### MATERIAL PROVIDED
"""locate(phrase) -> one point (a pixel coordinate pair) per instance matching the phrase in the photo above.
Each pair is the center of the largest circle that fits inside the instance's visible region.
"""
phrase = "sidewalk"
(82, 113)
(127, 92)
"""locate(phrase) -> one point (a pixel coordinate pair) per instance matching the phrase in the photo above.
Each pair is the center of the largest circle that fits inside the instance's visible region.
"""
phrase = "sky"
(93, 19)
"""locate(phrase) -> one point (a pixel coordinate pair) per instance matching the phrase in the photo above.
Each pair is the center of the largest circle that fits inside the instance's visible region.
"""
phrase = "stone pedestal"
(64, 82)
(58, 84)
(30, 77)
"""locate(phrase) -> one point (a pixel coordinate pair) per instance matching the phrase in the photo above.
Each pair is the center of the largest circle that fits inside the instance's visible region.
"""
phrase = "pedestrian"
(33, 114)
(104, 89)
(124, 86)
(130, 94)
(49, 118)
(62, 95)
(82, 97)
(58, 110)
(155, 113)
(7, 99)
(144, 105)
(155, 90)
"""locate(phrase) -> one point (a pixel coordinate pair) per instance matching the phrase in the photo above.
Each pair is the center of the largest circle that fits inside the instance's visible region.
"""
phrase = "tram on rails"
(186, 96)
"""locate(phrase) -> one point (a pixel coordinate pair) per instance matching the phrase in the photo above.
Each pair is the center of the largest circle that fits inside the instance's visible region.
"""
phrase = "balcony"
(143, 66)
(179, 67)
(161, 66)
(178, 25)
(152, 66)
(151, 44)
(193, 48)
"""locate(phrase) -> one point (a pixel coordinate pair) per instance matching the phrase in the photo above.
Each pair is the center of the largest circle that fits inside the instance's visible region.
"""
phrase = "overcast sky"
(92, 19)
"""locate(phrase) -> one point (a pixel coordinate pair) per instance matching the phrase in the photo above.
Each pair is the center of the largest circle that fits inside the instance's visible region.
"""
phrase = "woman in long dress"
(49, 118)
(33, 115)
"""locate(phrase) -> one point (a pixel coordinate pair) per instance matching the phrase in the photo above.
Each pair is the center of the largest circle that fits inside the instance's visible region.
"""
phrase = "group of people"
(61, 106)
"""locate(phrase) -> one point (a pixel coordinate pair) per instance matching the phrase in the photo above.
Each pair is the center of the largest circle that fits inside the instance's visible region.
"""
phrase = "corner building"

### WHAT YOU NEED TO DO
From the first line to the last, reproduce the data above exactly.

### ANSWER TO THIS EXERCISE
"""locate(phrase) -> one point (a pixel coordinate pair) per instance matching the phrase in the photo above.
Each pair is the center of the largest circle that fits inside the instance's visible region.
"""
phrase = "sidewalk"
(82, 113)
(127, 92)
"""locate(phrase) -> one point (a pixel coordinate pair) per instance matching the phrase in the photo above.
Each pair is the center of the largest circle that fits inside the instance's visible region.
"""
phrase = "sky"
(93, 19)
"""locate(phrase) -> one point (a pixel coordinate pair) per instance matching the phrase in the photo above.
Each pair is the center of the largest circle that fits inside the instance's visible region.
"""
phrase = "stone pedestal"
(64, 82)
(58, 84)
(30, 77)
"""locate(phrase) -> one point (a pixel coordinate pair) per instance matching the phrase in the photo above.
Each pair is the center of the largest circle that fits inside the instance's visible region.
"""
phrase = "pedestrian"
(33, 114)
(104, 89)
(124, 86)
(130, 94)
(49, 118)
(62, 95)
(82, 97)
(58, 110)
(155, 113)
(7, 99)
(144, 105)
(155, 90)
"""locate(phrase) -> one point (a pixel coordinate pair) per instance matching the phrase in the photo above.
Each pair is the center of the largest circle that fits inside the instance's visible region.
"""
phrase = "tram on rails"
(186, 96)
"""locate(phrase) -> one point (a pixel coordinate pair) per instance matching the phrase in the photo above.
Each pair is the center of the largest circle that fits inside the instance's visible region.
"""
phrase = "balcony"
(143, 66)
(179, 67)
(161, 66)
(178, 25)
(152, 66)
(151, 44)
(193, 48)
"""locate(phrase) -> one point (a pixel coordinate pair) per instance matching the phrase in the photo above.
Each pair is the center of the largest circle that fits inside the instance's visible region.
"""
phrase = "overcast sky"
(92, 19)
"""locate(phrase) -> one point (a pixel coordinate pair) per instance matching the phrase in the photo above.
Each pair is the center of the largest circle that fits inside the instance's visible region.
"""
phrase = "woman in long dress"
(49, 118)
(33, 115)
"""locate(phrase) -> one point (a pixel coordinate pair) per instance matching the phrase in the photo above.
Each pair is the center of the largest circle that fits inside the instance's visible region.
"""
phrase = "group of people"
(61, 106)
"""locate(phrase) -> one point (a pixel coordinate pair) per instance matching the phrase in the photo above.
Each pair is the center of the largest circle that fits inside the instance's visible region.
"""
phrase = "corner building"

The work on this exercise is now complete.